**WRITTEN INSTRUCTION 1**
Summarize the text on Nepal's Permanent Account Number in two sentences.

§

What is PAN (Permanent Account Number)?
स्थायी लेखा नम्बर
A PAN is a Permanent Account Number — a unique taxpayer ID issued by Nepal's Inland Revenue Department (IRD). Individuals earning taxable income and all businesses must obtain a PAN to file taxes, issue invoices and receive salaries formally.
PAN is mandatory for employees, businesses and professionals in Nepal. It links all of a taxpayer's transactions and returns to one number at the IRD.
Businesses crossing the VAT thresholds must additionally register for VAT. A PAN is required before formal salary payment, government tenders and most business banking.
What a PAN is and what it does
A Permanent Account Number (PAN) is the unique taxpayer identification number issued by Nepal's Inland Revenue Department (IRD) to identify a person or entity within the national tax system. In Nepali it is the स्थायी लेखा नम्बर (sthayi lekha number). It is the single reference number that links all of a taxpayer's records — income-tax returns, withholding (TDS) statements, VAT and excise filings, refunds and correspondence — to one identity, so that the tax administration can match transactions, payments and returns to the correct person or business.
A PAN is most commonly described as a nine-digit number, and once allotted it is permanent: it does not expire and the number assigned to a taxpayer does not change over time, even if the taxpayer's address, business name or occupation changes. There are broadly two categories. A personal (individual) PAN is for people who earn income — salaried employees, freelancers and consultants, landlords earning rent, and Non-Resident Nepalis with Nepal-source income. A business PAN is for registered entities such as sole proprietorships, partnerships, private and public limited companies, and NGOs. A single person can hold both at once: an individual PAN for their own income and a separate business PAN for a firm they own.
Beyond filing taxes, a PAN has become a routine prerequisite for participating in the formal economy. It is required to issue tax invoices, to receive salary above the basic exemption threshold, to open or operate business bank accounts, to bid in government tenders, to carry out import/export, and it is frequently demanded for property and land registration, vehicle ownership transfers, loan applications and larger financial transactions. In effect the PAN functions as Nepal's general-purpose tax identity, the gateway between informal activity and recognised, documented business.
How a PAN is used in practice
Worked example — a salaried employee. Suppose an employee is hired on an annual salary that exceeds the basic income-tax exemption threshold (for example, the single-taxpayer threshold of NPR 500,000 used in recent fiscal years). Before the employer can pay that salary in a way the tax law recognises, the employee must have a personal PAN. The employer deducts Tax Deducted at Source (TDS) from the salary under Chapter 17 of the Income Tax Act and deposits it with the IRD against the employee's PAN; the TDS certificate the employer issues quotes that PAN. At year-end, the employee's annual return is filed under the same PAN, and the TDS already deposited is credited against the final liability. Without the employee's PAN this reconciliation cannot happen — which is why, since the 2019-20 fiscal year, salary paid to a worker who has no PAN is treated as an inadmissible (non-deductible) expense for the employer.

§

**WRITTEN INSTRUCTION 2**
Pull out every line of the records that contains the string "long", treating uppercase and lowercase as different.

§

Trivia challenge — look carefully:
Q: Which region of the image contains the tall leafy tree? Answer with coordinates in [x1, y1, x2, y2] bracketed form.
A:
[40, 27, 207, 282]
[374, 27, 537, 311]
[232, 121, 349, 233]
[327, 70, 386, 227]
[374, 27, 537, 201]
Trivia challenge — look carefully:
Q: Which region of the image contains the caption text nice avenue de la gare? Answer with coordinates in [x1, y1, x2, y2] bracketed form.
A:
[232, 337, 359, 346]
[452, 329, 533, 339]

§

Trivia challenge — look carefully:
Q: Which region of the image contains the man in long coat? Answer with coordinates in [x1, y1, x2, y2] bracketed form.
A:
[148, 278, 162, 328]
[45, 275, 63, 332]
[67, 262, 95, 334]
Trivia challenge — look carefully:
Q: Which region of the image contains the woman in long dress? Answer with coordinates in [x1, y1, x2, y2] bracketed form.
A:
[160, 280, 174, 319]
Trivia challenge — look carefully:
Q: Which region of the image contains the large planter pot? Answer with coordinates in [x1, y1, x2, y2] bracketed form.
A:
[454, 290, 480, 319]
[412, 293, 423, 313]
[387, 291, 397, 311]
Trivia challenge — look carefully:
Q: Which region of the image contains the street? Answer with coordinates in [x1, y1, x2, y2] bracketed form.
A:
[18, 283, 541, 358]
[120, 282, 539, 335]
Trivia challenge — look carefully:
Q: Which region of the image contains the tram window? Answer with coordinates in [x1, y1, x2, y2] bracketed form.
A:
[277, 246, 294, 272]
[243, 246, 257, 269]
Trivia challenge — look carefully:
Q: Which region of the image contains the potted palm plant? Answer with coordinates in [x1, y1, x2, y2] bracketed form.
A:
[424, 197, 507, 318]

§

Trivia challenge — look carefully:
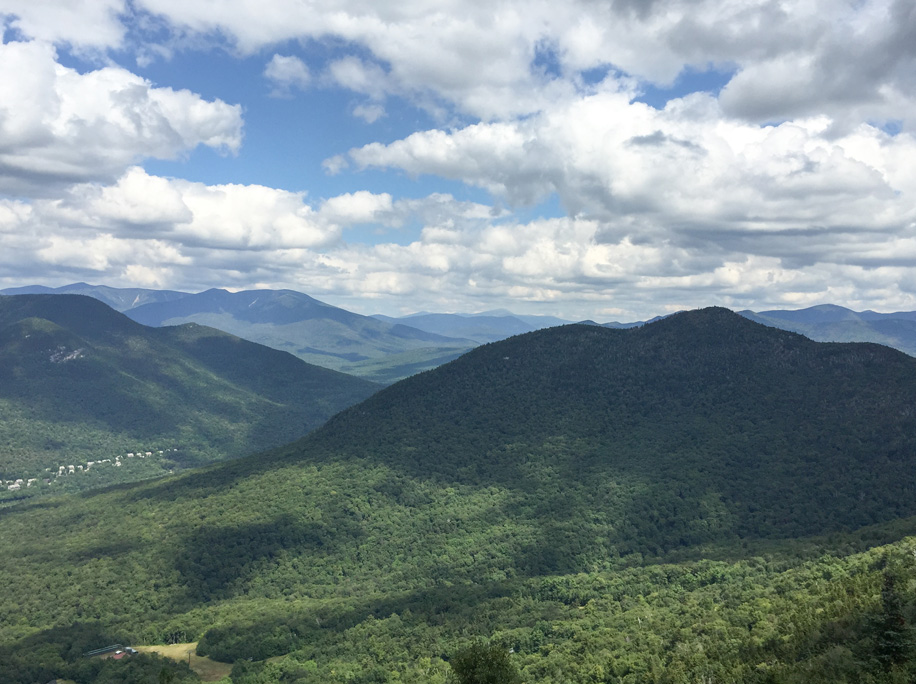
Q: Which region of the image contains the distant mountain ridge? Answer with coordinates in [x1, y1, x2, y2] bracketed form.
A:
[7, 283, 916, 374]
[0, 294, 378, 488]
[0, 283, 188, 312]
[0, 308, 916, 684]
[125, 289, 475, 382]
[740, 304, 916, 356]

§

**CORRECT RESULT 1**
A PAN is a permanent, unique taxpayer identification number issued by Nepal's Inland Revenue Department that links all of a taxpayer's returns, payments and other records to one identity, and it comes as either a personal or a business PAN. It is required to file taxes, issue invoices, receive formal salary, use business banking and bid in government tenders, and an employer deposits the TDS deducted from a salary against the employee's PAN so it can be credited at year-end.

**CORRECT RESULT 2**
Q: Which region of the image contains the man in long coat? Answer with coordinates in [x1, y1, x2, y2] bracketed form.
Q: Which region of the image contains the woman in long dress? Answer with coordinates in [x1, y1, x2, y2] bracketed form.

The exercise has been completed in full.